Also while using a tripod if you don't have a remote shutter to take your picture try using the self timer so you don't have to touch your camera to take the shot to reduce the risk of camera shake..
a good steady tripod goes a long way with shots like that..

Hope this helps.


----------



## Solarflare (Jul 20, 2016)

donny1963 said:


> The big major problem is, the 18-55 lens is a kit lens and  kit lenses are very cheap lens and you get what you pay for in that aspect.


 Canon is an able lens producer. Their kit lens is able to produce very good results if used correctly (stop down to about f/8, avoid the extremes of the focal range).

Even a Sony kitlens - the worst of its kind - will produce much better results than the picture in the OP, if used correctly.





donny1963 said:


> the 18-55 is not a very good lens for that type of picture to get sharp images like that, especially landscape pictures from a far distance.


 Actually kit lenses from able lens producers are already very good for this kind of picture, because one wants to stop lenses down for landscape anyway.





donny1963 said:


> Now Full Frame Camera's tend to do better quality when it comes to shots like that one your in question with.


 Again not an issue. APS-C can produce excellent results when used at base ISO, which is common with landscape. Full Frame mostly gives access to better lenses (or using the good lenses in the enviroment they've been designed for) and a small extra boost.

Your DxOMark for example claims the D7200 (current APS-C) has better dynamic range than my D750 (current full frame).





donny1963 said:


> Because of the higher dynamic range and all that stuff and also because you can use better lenses on the full frame Camera's  Now i'm not 100% sure about Canon, but with Nikon you can use FX (full frame) lenses on some of the APSC camera's , but i believe you can't do that with Canon Camera's , i'm not 100% sure on that, but i could be wrong on that, but i know with Nikon you can.


 Wrong. You always can use full frame lenses with half frame cameras, no matter what lens and no matter what camera, no matter if its Nikon F or Canon EOS or Pentax K mount.

The only issue is that with Canon, you cannot use half frame lenses with full frame cameras. Thats because EF-S lenses reach further into the camera body than EF lenses and would thus smash the mirror of a full frame camera. Therefore Canon made it impossible to mount EF-S lenses on full frame bodies.





donny1963 said:


> [...] Nikon is a slightly better camera for landscape, [...]


 I recomment against taking sides in the eternal battle Canon vs Nikon, plus your opinions are all highly questionable to begin with.


----------



## john.margetts (Jul 20, 2016)

Solar flare, I don't think the reason that Canon made the EF-S mount different to the EF mount was to prevent mirror damage - my EF-S lenses (I have three) do not protrude further from the mount than my EF lenses. I rather think they were concerned about the massive vignetting that would result from using an EF-S lens on full frame cameras.

Rather brave of you to correct Donny's errors - he would do well to control the stream of consciousness when he types.


----------



## Braineack (Jul 20, 2016)

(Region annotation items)

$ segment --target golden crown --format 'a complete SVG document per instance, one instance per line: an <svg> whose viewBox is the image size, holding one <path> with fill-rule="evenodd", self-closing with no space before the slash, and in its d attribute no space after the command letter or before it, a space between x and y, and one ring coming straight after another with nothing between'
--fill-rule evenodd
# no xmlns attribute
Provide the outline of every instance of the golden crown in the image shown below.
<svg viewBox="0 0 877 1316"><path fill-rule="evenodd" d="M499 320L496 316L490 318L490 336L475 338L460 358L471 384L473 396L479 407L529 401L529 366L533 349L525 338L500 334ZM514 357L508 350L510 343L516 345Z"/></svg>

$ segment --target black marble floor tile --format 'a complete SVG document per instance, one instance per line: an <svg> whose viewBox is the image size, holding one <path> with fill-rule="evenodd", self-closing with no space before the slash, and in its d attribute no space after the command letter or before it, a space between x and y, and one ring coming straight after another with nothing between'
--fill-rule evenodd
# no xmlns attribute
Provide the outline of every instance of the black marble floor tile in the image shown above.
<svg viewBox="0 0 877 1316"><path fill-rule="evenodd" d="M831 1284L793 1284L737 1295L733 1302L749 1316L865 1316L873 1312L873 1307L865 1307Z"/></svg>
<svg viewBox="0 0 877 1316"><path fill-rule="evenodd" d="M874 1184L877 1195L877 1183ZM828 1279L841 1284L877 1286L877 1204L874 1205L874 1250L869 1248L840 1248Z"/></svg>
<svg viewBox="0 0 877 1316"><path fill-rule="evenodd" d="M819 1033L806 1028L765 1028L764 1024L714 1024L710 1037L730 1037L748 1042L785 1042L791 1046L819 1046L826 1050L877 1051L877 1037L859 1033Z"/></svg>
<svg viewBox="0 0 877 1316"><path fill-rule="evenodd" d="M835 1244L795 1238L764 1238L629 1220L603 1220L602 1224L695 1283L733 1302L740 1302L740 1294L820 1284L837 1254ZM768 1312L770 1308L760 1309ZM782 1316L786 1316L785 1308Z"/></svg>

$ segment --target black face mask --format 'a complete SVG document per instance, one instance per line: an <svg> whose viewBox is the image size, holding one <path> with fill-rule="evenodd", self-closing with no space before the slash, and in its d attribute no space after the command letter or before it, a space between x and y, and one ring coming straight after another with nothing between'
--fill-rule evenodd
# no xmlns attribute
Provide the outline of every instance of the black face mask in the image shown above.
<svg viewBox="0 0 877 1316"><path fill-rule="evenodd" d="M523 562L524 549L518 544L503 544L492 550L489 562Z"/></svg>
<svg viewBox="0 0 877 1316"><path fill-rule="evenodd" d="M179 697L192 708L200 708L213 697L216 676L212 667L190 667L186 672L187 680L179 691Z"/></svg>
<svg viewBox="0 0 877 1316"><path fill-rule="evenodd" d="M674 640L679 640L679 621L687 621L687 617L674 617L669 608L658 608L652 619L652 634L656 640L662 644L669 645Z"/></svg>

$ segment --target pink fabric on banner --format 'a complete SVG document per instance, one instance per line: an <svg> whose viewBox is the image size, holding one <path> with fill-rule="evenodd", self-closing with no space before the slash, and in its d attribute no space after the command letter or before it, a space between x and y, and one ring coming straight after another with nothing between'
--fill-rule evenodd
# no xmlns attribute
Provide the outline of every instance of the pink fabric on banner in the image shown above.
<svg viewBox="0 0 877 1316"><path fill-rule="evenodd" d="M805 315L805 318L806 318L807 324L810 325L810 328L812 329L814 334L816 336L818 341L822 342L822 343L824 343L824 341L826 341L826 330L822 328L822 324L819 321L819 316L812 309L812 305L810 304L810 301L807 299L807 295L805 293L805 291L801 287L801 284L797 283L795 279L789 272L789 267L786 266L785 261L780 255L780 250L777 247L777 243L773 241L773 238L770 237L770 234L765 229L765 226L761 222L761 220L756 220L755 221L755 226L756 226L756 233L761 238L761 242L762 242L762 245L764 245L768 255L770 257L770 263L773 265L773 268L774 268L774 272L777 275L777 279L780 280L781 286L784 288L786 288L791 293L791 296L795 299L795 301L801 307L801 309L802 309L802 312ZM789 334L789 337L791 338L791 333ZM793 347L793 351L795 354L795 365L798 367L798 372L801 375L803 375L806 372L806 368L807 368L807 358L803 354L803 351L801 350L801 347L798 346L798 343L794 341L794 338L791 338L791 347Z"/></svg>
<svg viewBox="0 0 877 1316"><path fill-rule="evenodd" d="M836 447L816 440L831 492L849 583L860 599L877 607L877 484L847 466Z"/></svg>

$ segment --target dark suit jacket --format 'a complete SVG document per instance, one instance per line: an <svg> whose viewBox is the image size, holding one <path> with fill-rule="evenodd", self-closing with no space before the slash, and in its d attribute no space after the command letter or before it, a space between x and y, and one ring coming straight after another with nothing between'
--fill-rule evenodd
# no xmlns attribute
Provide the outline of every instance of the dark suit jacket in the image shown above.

Required task A:
In the camera forum thread, rewrite the stretch from "Also while using" through "of camera shake..", substituting "shutter delay" for "self timer".
Required task B:
Answer these questions from the camera forum thread:
(i) To what aperture does Solarflare suggest stopping down the Canon kit lens?
(ii) How many EF-S lenses does john.margetts say he owns?
(iii) According to Solarflare, what part of a full frame camera would EF-S lenses smash?
Required task C:
Write the next part of the camera forum thread, picking up from the point where it stops.
The rows stand apart from the camera forum thread and are separate material.

Output A:
Also while using a tripod if you don't have a remote shutter to take your picture try using the shutter delay so you don't have to touch your camera to take the shot to reduce the risk of camera shake..

Output B:
(i) About f/8.
(ii) Three.
(iii) The mirror.

Output C:
Can you stop using the term "Half Frame", please?


----------



## john.margetts (Jul 20, 2016)

What's wrong with 'half frame'? It might not be mathematically correct but is more 'correct' than 'crop sensor' as nothing has been produced to crop or 'aps-c' which refers to a defunct film format.


----------



## HughGuessWho (Jul 20, 2016)

2/3 Frame would be more accurate if you want to use a fraction. Just sayin'

Sent from my SM-N900V using Tapatalk


----------



## Solarflare (Jul 20, 2016)

HughGuessWho said:


> 2/3 Frame would be more accurate if you want to use a fraction. Just sayin'


 You're wrong.

The crucial measurement is the AREA of the sensor, not the length of either of the axes.

And thats less than half for APS-C, compared to 35mm film.

According to Wikipedia:

APS-C:
Dimensions: 23.6 x 15.6 mm
Image Circle Diameter: 28.29 mm
Area: 368.16 mm^2

35mm Film:
Dimensions: 36 x 24 mm
Image Circle Diameter: 43.2666 mm
Area: 864 mm^2

So the term "half format" is actually generous.


----------



## Braineack (Jul 20, 2016)

It's not a common term and using it so interchangeably is a bit confusing.  A Crop Sensor or APS-C is the commonly used term so everyone will know what everyone else is talking about.

Full Frame ALSO refers to a defunct film format -- so that point is pretty moot.  Crop can refer to any sensor smaller than a Full Frame, but 9.9:10 we are talking about a 1.5-1.6x crop.

When you say half frame, do we mean half the sensor area--therefore something larger than APC-S (since APC-S is 43% smaller)--or half the image, like a 4/3" sensor (since the resulting image, all things being equal, should produce 2:1 a picture of a FF)?


----------



## Braineack (Jul 20, 2016)

When I googled "half frame sensor" the first [and pretty much only] thing that came up was a Ken Rockwell rant.

/argument.


----------



## Solarflare (Jul 20, 2016)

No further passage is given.